__Text__:

++++++

Moncef Slaoui, chief scientific adviser to Operation Warp Speed, the government program aiming to more quickly develop COVID-19 vaccines, said it’s “extremely unlikely” that vaccine trial results will be ready before the end of October.
Trump, however, has insisted repeatedly that a vaccine to fight the pandemic that has claimed 200,000 American lives will be distributed starting next month. He reiterated that claim Saturday at a campaign rally in Fayetteville, N.C.
The vaccine will be ready “in a matter of weeks,” he said. “We will end the pandemic from China.”
Although pharmaceutical companies have launched three clinical trials in the United States, no one can say with certainty when those trials will have enough data to determine whether the vaccines are safe and effective.
- Officials at Moderna, whose vaccine is being tested in 30,000 volunteers, have said their studies could produce a result by the end of the year,although the final analysis could take place next spring.
- Pfizer executives, who have expanded their clinical trial to 44,000 participants, boast that they could know their vaccine works by the end of October.
- AstraZeneca’s U.S. vaccine trial, which was scheduled to enroll 30,000 volunteers, is on hold pending an investigation of a possible vaccine-related illness.
Scientists have warned for months that the Trump administration could try to win the election with an “October surprise,” authorizing a vaccine that hasn’t been fully tested. “I don’t think people are crazy to be thinking about all of this,” said William Schultz, a partner in a Washington, D.C., law firm who served as a former FDA commissioner for policy and as general counsel for HHS.
“You’ve got a president saying you’ll have an approval in October. Everybody’s wondering how that could happen.”
In an opinion piece published in The Wall Street Journal, conservative former FDA commissioners Scott Gottlieb and Mark McClellan argued that presidential intrusion was unlikely because the FDA’s “thorough and transparent process doesn’t lend itself to meddling. Any deviation would quickly be apparent.”
But the administration has demonstrated a willingness to bend the agency to its will. The FDA has been criticized for issuing emergency authorizations for two COVID-19 treatments that were boosted by the president but lacked strong evidence to support them: hydroxychloroquine and convalescent plasma.
Azar has sidelined the FDA in other ways, such as by blocking the agency from regulating lab-developed tests, including tests for the novel coronavirus.
Although FDA Commissioner Stephen Hahn told the Financial Times he would be willing to approve emergency use of a vaccine before large-scale studies conclude, agency officials also have pledged to ensure the safety of any COVID-19 vaccines.
A senior FDA official who oversees vaccine approvals, Dr. Peter Marks, has said he will quit if his agency rubber-stamps an unproven COVID-19 vaccine.
“I think there would be an outcry from the public health community second to none, which is my worst nightmare — my worst nightmare — because we will so confuse the public,” said Dr. Michael Osterholm, director of the Center for Infectious Disease Research and Policy at the University of Minnesota, in his weekly podcast.
Still, “even if a company did not want it to be done, even if the FDA did not want it to be done, he could still do that,” said Osterholm, in his podcast. “I hope that we’d never see that happen, but we have to entertain that’s a possibility.”
In the New England Journal editorial, Avorn and co-author Dr. Aaron Kesselheim wondered whether Trump might invoke the 1950 Defense Production Act to force reluctant drug companies to manufacture their vaccines.
But Trump would have to sue a company to enforce the Defense Production Act, and the company would have a strong case in refusing, said Lawrence Gostin, director of Georgetown’s O’Neill Institute for National and Global Health Law.
Also, he noted that Trump could not invoke the Defense Production Act unless a vaccine were “scientifically justified and approved by the FDA.”

++++++

__The data__:
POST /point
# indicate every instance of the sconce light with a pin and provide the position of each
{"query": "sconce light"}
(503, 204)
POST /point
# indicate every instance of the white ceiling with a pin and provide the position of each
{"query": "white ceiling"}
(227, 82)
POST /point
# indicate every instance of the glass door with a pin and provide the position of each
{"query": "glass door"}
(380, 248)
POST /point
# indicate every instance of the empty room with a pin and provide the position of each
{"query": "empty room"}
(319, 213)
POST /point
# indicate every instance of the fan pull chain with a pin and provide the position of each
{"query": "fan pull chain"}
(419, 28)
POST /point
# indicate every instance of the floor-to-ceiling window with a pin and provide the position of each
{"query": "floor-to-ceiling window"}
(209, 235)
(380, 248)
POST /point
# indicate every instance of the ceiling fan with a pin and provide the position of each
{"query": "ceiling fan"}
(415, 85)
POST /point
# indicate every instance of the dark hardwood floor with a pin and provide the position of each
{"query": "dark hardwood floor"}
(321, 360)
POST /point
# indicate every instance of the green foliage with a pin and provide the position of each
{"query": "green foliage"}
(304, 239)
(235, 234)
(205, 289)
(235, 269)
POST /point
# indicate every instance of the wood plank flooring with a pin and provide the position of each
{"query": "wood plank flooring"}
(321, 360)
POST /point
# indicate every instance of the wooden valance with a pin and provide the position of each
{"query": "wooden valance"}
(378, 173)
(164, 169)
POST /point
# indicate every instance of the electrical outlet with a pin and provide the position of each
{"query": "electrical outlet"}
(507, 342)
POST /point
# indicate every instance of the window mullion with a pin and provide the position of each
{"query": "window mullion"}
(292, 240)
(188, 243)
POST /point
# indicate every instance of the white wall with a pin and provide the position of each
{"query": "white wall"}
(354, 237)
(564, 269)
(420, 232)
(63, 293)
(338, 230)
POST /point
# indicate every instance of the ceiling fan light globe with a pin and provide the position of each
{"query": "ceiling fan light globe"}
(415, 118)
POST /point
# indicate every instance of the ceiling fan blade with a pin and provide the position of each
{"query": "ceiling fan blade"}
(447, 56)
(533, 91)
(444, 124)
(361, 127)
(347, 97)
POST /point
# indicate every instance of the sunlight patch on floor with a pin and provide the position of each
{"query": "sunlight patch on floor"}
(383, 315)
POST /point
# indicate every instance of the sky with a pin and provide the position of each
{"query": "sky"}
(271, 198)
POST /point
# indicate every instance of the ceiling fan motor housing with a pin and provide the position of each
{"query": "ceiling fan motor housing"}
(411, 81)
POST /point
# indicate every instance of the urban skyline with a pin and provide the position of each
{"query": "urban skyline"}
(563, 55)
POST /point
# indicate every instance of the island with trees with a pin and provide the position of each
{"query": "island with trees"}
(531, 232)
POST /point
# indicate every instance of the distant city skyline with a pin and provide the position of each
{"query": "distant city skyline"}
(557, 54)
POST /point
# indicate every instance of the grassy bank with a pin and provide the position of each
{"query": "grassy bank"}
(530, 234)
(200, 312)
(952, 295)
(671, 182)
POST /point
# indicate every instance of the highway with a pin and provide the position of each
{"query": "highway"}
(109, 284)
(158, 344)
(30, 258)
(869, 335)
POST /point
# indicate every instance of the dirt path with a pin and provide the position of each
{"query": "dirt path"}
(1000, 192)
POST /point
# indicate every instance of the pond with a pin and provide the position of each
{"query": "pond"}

++++++

__Assigned task__:
Answer these questions from the article on COVID-19 vaccine timing:
1. To how many participants has Pfizer expanded its clinical trial?
2. Which two COVID-19 treatments drew criticism of the FDA for their emergency authorizations?
3. In which city did Trump hold the Saturday campaign rally?

__Your response__:
1. 44,000
2. Hydroxychloroquine and convalescent plasma
3. Fayetteville, N.C.